Testo fornito:
Riciclo vestiti usati: “affare” di scala europea. Ma l’Africa ne fa le spese

Il Vecchio continente produce ogni anno quasi 6 milioni di tonnellate di indumenti dismessi, alcuni in buone condizioni, altri ridotti a stracci. Una ricerca condotta nei Paesi nordici ricostruisce i passaggi, dalla raccolta allo smistamento, fino alla rivendita. L'”economia circolare” è complessivamente orientata alla solidarietà (quando coinvolge ong ed enti caritativi) e al rispetto ambientale. Eppure in questo caso non mancano gli aspetti negativi, fra cui le ricadute sul settore tessile dei Paesi poveri

Continua lo sforzo dell’Unione europea nella direzione dell’“economia circolare”, quel sistema per cui i rifiuti rientrano in vario modo nel circolo economico come risorse. La Commissione ambiente del Parlamento europeo ha definito a fine gennaio un nuovo pacchetto legislativo che sarà votato in plenaria probabilmente entro febbraio e che rafforza alcune direttive comunitarie. Tra i nuovi obiettivi europei in materia di rifiuti la percentuale di riciclo dovrà salire al 70% entro il 2030 (dall’attuale 44%); in discarica non ne potrà finire più del 5%; lo spreco alimentare va ridotto del 50% rispetto agli attuali 180 kg pro capite annui (e sono previste norme per facilitare le donazioni di cibo); bisognerà migliorare la differenziazione nella raccolta urbana di rifiuti, includendo anche gli indumenti.

Dati registrati:
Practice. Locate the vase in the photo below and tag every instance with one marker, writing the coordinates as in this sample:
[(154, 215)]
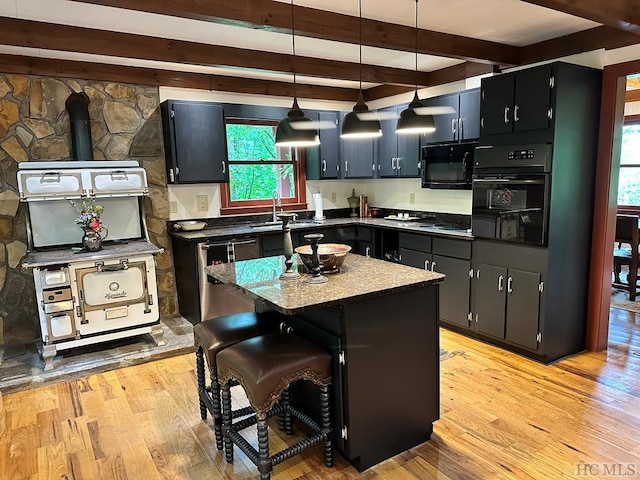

Consegna:
Prosegui il testo sul riciclo dei vestiti usati in Europa, ripartendo subito dopo la sua ultima frase. Il materiale è separato dal testo e va considerato a parte.

Risposta:
Settore in crescita. La raccolta differenziata di abiti e il loro riciclo è già una filiera cresciuta esponenzialmente dai primi anni 2000 portando con sé un giro d’affari enorme. Si tratta di un totale di 5,8 milioni di tonnellate all’anno di rifiuti tessili in Europa (di cui, ad esempio, 159mila tonnellate in Francia, circa 80mila tonnellate in Italia; oltre 100mila in Gran Bretagna; 100mila nei Paesi nordici), per un mercato di 2,8 miliardi di dollari (stime del quotidiano “Guardian”).

Il destino degli indumenti che gettiamo negli appositi cassonetti è il più diverso:

una volta selezionati, parte è destinata a essere rivenduta nel Paese (ma solo in Gran Bretagna è consistente la tradizione dei negozi di seconda mano gestiti da associazioni non profit per finanziare progetti), una parte è riciclata in una nuova filiera produttiva (per gli isolanti del settore edile, ad esempio), l’inutilizzabile e invendibile finisce in discarica, ma la fetta più consistente è destinata all’esportazione, dove accanto alle organizzazioni umanitarie, ora pullulano imprese di import-export. In questo turbinio di stracci, la serie di ambiguità e di possibili miglioramenti è infinita.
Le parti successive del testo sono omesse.